▶ _LISTED ENTRIES_:
====

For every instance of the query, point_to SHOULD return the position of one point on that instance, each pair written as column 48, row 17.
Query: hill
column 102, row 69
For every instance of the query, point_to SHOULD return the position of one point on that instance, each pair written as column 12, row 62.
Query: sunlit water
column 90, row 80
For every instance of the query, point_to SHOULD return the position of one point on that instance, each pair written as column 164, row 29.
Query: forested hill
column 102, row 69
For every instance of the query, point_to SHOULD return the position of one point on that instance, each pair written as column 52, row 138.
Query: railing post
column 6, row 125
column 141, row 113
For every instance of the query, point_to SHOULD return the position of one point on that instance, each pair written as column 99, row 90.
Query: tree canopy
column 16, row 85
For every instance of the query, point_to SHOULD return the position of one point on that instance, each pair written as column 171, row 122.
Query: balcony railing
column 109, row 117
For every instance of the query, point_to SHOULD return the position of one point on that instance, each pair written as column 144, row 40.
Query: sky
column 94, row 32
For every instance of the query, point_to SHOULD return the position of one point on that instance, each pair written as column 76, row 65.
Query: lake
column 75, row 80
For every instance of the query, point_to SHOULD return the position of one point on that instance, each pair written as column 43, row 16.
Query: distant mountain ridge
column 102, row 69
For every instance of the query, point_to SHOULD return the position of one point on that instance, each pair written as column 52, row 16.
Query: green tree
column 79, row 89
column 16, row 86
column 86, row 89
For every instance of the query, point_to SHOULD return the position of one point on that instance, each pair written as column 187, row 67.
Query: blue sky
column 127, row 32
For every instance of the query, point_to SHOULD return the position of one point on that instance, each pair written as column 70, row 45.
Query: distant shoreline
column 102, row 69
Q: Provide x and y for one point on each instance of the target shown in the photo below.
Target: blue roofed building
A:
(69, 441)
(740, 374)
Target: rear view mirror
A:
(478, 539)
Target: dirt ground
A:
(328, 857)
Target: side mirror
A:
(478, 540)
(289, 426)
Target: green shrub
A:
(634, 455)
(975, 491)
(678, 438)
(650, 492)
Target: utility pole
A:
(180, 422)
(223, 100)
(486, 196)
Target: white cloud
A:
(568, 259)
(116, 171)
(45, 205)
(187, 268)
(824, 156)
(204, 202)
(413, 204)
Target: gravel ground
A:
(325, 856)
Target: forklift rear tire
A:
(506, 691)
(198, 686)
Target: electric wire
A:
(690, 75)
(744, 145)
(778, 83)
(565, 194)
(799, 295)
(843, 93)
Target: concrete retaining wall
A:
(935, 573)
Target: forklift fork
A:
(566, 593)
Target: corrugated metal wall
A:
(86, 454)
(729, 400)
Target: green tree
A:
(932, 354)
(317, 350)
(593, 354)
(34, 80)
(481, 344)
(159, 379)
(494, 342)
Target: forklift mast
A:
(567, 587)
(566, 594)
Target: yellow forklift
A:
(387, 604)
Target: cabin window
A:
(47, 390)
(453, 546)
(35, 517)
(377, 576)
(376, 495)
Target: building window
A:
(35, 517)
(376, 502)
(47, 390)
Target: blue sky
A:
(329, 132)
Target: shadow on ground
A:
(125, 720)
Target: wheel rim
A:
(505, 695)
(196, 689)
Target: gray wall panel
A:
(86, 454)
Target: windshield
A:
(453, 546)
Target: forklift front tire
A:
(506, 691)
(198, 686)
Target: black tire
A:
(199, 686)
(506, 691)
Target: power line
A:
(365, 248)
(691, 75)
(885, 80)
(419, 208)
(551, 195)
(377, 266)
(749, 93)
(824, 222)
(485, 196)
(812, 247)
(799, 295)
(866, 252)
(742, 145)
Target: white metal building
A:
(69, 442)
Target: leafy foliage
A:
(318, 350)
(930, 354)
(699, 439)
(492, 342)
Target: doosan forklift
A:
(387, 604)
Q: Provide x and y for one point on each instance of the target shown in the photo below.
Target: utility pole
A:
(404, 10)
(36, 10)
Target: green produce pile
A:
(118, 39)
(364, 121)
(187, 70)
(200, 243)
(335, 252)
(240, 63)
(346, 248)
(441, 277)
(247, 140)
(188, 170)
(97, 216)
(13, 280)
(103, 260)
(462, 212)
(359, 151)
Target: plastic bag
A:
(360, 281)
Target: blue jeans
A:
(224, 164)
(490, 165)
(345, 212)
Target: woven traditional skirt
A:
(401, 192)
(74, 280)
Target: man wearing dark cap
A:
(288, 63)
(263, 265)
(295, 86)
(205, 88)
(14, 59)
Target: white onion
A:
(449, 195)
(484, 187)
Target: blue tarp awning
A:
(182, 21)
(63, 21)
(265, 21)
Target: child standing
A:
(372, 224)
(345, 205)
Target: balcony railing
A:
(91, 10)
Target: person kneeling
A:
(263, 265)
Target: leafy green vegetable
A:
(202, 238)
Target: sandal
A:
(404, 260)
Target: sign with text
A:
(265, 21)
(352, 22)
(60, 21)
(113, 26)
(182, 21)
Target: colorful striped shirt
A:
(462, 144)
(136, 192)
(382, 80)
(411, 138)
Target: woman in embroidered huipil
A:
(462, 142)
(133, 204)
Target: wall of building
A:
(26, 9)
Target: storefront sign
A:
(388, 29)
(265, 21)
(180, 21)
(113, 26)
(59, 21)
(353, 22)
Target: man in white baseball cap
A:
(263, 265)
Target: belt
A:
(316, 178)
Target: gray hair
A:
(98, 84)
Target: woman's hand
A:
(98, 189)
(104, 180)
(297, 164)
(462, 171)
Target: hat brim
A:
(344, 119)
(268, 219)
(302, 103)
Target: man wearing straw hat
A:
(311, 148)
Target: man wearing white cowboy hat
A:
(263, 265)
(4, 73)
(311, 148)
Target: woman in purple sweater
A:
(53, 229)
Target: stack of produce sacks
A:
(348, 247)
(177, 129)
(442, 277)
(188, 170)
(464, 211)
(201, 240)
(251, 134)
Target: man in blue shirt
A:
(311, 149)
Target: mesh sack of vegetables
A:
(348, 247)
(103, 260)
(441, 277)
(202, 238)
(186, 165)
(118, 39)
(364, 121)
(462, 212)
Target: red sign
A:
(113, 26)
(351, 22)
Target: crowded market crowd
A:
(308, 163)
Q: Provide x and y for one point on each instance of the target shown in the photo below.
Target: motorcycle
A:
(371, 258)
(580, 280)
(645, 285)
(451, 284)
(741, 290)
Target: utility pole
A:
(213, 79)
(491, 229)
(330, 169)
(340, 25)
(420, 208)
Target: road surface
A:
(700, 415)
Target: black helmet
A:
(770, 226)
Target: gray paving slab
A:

====

▶ _EXERCISE_:
Every line above in which the word "wall" is present must be copied into the answer.

▶ _SOLUTION_:
Target: concrete retaining wall
Target: corrugated metal wall
Target: gray wall panel
Target: wall of building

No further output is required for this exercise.